GOAL OF THE EXERCISE:
Copy every line in the rows below that contains the word "wooden".

## Begin DATA EXCERPTS

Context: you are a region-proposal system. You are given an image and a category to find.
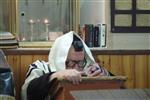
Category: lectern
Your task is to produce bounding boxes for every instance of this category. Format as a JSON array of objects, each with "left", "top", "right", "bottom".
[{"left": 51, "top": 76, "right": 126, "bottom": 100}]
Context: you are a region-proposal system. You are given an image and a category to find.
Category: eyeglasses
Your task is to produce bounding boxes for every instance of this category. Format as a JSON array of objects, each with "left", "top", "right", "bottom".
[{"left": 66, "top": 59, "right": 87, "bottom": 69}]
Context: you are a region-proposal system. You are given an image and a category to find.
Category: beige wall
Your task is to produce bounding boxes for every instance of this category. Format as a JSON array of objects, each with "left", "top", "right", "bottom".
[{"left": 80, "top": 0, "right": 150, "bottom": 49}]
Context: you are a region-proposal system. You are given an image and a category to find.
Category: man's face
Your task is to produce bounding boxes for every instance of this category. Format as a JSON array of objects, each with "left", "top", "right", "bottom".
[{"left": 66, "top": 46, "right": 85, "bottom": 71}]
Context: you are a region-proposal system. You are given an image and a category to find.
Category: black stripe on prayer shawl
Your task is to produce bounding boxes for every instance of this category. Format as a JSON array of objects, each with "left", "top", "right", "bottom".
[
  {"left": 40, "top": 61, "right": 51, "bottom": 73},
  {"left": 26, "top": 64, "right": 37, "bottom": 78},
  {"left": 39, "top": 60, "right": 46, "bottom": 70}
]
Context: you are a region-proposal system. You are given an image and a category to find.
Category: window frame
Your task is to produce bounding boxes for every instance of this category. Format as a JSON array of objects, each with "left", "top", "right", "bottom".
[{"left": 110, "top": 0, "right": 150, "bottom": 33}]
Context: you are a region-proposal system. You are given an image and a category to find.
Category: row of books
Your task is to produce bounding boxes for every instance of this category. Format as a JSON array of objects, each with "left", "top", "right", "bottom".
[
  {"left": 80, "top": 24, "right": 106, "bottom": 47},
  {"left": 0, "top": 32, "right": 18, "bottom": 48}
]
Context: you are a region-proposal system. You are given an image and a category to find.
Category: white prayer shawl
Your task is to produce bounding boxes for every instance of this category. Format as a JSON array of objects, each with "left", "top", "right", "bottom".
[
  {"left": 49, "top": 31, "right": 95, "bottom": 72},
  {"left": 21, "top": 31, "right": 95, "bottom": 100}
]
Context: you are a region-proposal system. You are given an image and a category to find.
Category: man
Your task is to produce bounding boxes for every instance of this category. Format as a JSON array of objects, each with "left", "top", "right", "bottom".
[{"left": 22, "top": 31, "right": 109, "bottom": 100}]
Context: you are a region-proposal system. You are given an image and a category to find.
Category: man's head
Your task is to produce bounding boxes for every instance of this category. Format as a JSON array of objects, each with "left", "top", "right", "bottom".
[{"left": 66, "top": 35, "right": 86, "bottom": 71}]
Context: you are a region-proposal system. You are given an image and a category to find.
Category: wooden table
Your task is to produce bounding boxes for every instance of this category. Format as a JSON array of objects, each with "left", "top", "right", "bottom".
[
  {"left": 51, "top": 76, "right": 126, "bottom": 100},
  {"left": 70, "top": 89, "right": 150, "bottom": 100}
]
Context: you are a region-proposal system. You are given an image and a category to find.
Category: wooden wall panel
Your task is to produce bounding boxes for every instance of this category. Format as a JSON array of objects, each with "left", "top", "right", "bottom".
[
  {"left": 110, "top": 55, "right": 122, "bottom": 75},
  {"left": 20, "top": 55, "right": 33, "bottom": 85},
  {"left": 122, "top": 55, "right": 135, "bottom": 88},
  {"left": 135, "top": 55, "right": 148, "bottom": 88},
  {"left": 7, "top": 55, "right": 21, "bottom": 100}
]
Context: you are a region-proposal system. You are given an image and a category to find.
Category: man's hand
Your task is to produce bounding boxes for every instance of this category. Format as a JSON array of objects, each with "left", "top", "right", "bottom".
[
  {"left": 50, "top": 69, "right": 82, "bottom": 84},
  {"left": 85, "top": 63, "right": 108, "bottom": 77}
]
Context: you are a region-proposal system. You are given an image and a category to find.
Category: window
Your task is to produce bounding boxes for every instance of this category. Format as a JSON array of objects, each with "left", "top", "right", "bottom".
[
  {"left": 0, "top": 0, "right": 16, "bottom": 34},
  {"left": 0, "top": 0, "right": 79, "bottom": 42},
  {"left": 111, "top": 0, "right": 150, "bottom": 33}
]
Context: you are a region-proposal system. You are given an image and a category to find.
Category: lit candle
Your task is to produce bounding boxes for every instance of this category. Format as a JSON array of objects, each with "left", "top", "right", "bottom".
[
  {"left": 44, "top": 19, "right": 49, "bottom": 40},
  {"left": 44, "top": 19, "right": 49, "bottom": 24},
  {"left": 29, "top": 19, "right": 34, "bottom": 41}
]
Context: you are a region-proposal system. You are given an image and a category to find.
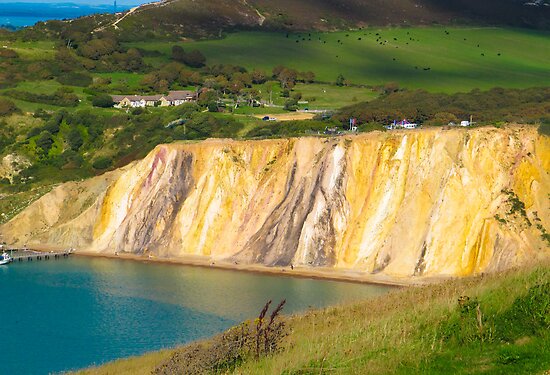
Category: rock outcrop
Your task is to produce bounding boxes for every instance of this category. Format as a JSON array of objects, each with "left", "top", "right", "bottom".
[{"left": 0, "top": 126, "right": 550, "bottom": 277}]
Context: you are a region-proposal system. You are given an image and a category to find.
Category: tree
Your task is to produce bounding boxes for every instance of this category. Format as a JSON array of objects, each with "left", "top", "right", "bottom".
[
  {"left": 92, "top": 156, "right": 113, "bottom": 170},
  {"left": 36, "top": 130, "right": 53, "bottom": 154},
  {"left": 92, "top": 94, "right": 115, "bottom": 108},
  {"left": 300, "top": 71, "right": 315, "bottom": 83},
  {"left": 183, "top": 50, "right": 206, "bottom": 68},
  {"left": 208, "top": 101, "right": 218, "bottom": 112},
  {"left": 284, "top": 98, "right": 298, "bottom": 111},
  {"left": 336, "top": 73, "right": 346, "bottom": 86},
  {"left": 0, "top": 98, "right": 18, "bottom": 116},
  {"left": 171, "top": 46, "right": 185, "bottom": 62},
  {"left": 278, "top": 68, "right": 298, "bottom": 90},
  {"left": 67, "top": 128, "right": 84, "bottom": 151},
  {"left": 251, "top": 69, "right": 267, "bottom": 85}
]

## End DATA EXCERPTS

TASK SOLUTION:
Category: wooden table
Category: wooden wall panel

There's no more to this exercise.